Hasan Postacı Yazdı: 12. Yılında Roboski

30.12.2023

21 Aralık tarihi güneşin güney yarım küredeki yolculuğun son bulduğu kuzeye dönüşün başladığı tarihi gösterir. Kuzey yarım küre için güneşin sürgününü tamamlayarak geri dönüşünü, yeni umutların yaşama taşınmasını, yeni başlangıçlara kucak açılmasını işaretler. Belkide miladı yeni yılın ehli kitap dünyasında bu günleri içine alan kendi mezheplerinin içtihatlarına göre birkaç günlük farklı zaman dilimlerinde kutlanması böyle bir yaşam enerjisini yeni bir yıl için kuşanma hazırlıklarını tanımlar.
Tüm yeni başlangıçlar etkili bir iç muhasebeyi de kaçınılmaz kılar. Küresel kapitalizmin ajite ettiği tüketim ve eğlencenin her boyuttaki sarhoşluğunu getirdiği tüm çılgınlıklar ise böyle bir iç hesaplaşmayı bastırmayı, unutturmayı veya yok sayılmasını hedefler. Yılbaşı etkinliklerinin eğlence, alkol ve benzeri ritüeller üzerinden kültürel kodlara dönüştürülmesi temelde insanı özne kılan akletme, hikmet üzere tefekkürden uzaklaştırır.
Bir ömüre kaç 21 Aralık sığar? Bu hikmetli tekkerürlerin kaç tanesinde kendi fıtri ontolojik gerçekliğimizle yüzleşme cesareti göstermeyi başarabiliriz. Genelde ömrün sonbaharlarında kalın, bir hüznün kuşatmasında aklımıza ve gönlümüze dokunur 21 Aralıkların sarsıcı akışları. Soğuk bir kış rüzgarının ne zaman her birimizi ebediyete davet edeceğini ömrün bu son demlerinde hatırlarız.
Hangi olayların, kaçıncı yıl dönümlerini geride bıraktığımızın izlerini 21 Aralıklara not düşeriz. Yeni umutları yeşertmeye dair çoşkunluklarımızın paradokslarında. Yaşam ve ölümün zamanın farklı ritimlerinde kimin için nerede, nasıl kesişeceğinin bilinmezliklerinde tüm yazgılar insana dair şekillenir.
Örneğin hafızamın hala kanyayan yanlarından biridir 12 yıl önce yine bir 21 Aralık sonrası Roboski’de yaşananlar. 17’si çocuk 34 masum sivil insanın devletin silahlı güçlerinin tüm unsurları ile karadan top atışları, havadan F-16 savaş uçaklarının 4 planlı sortisi ile kanları yeryüzüne akıtılan.

Yapılacak Çalışmalar
1. Roboski yazısından "21 Aralık tarihi" sözlerini içeren yerden başlayan ve "kuşanma hazırlıklarını tanımlar." sözlerinden sonra biten bölümü aynen alıntılayınız.
2. Roboski yazısına göre Roboski'de kanları yeryüzüne akıtılan 34 masum sivilden kaçı çocuktur?

Veri Kesiti
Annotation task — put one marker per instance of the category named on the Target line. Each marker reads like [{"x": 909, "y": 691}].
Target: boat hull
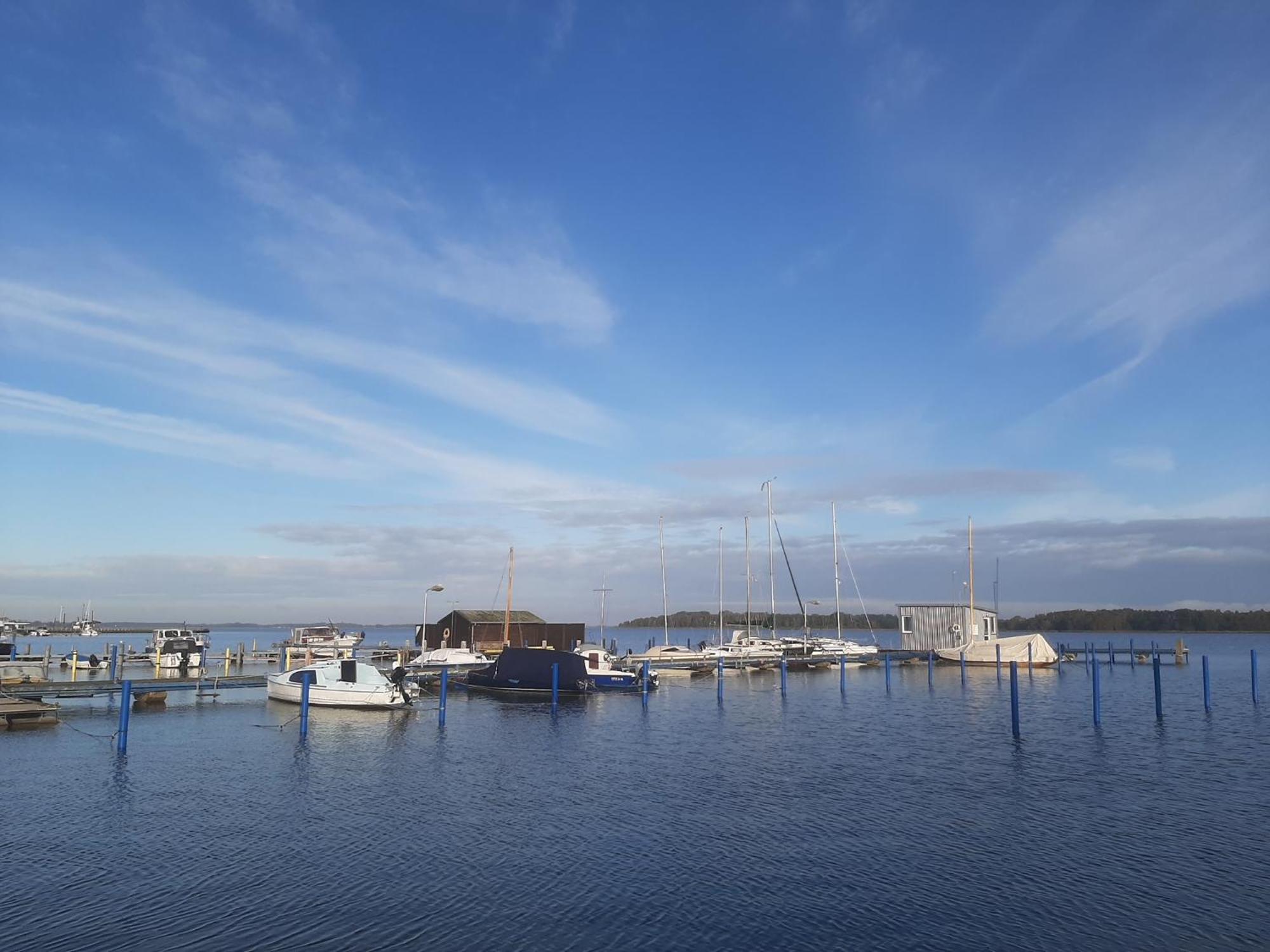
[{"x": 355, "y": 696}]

...

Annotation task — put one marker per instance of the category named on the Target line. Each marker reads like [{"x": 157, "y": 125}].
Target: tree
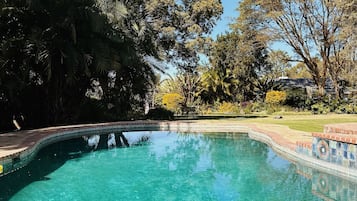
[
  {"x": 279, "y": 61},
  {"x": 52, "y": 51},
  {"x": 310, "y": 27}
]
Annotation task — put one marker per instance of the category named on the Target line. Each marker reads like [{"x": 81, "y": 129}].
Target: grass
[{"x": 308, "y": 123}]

* * *

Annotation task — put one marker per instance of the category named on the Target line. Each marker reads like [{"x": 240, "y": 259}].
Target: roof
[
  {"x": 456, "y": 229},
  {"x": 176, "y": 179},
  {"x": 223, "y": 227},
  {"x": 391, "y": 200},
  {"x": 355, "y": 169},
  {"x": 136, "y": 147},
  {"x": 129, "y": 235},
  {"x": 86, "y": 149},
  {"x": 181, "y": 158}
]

Alıştırma Sonuçları
1.
21 Aralık tarihi güneşin güney yarım küredeki yolculuğun son bulduğu kuzeye dönüşün başladığı tarihi gösterir. Kuzey yarım küre için güneşin sürgününü tamamlayarak geri dönüşünü, yeni umutların yaşama taşınmasını, yeni başlangıçlara kucak açılmasını işaretler. Belkide miladı yeni yılın ehli kitap dünyasında bu günleri içine alan kendi mezheplerinin içtihatlarına göre birkaç günlük farklı zaman dilimlerinde kutlanması böyle bir yaşam enerjisini yeni bir yıl için kuşanma hazırlıklarını tanımlar.

2. 34 sivilden 17'si çocuktur.